Instructions for the task: If a line in the data below holds the word "query", copy it.

Data extract:
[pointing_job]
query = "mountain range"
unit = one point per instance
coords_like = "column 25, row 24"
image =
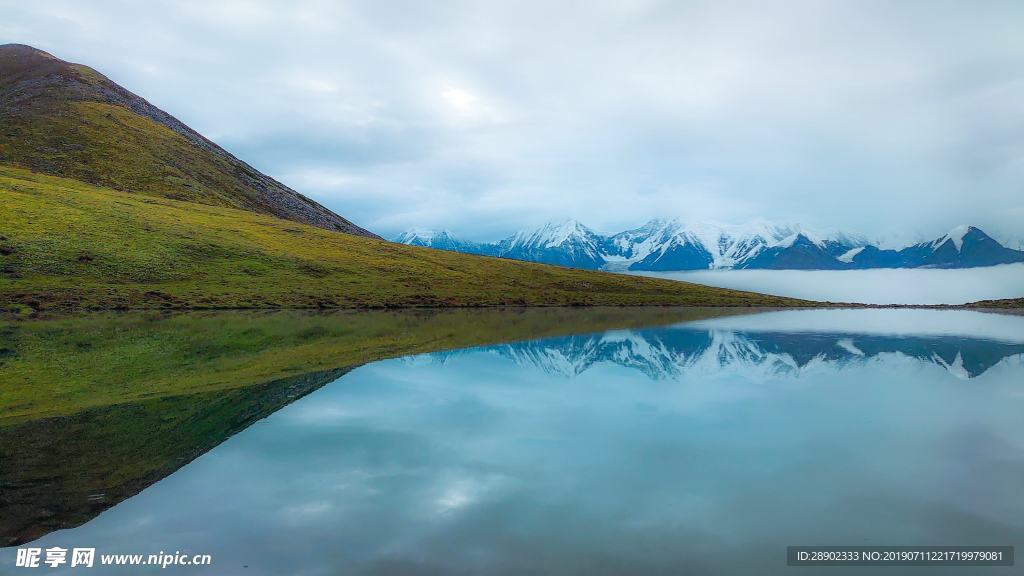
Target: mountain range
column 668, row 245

---

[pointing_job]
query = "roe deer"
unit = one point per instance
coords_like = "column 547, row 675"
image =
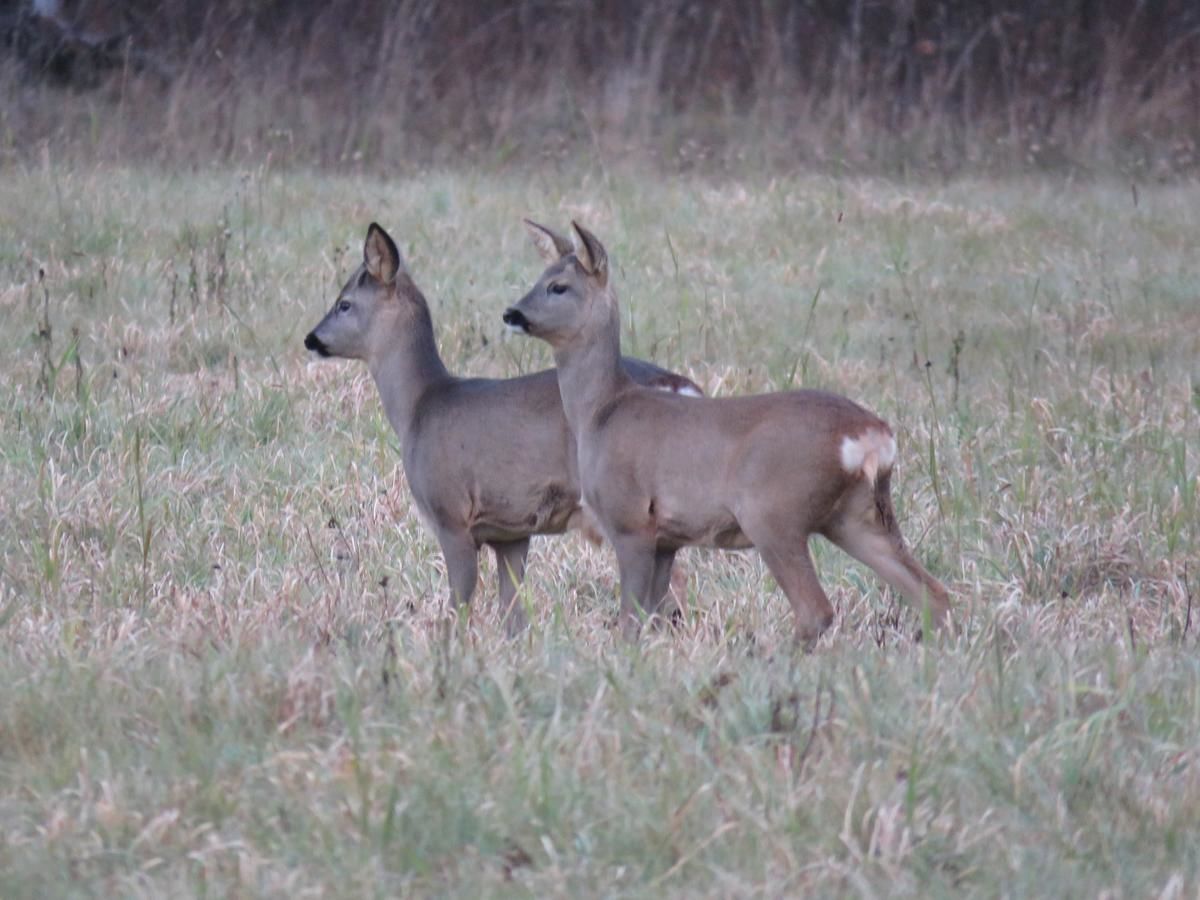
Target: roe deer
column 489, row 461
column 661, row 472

Response box:
query = "mountain range"
query = "roe deer"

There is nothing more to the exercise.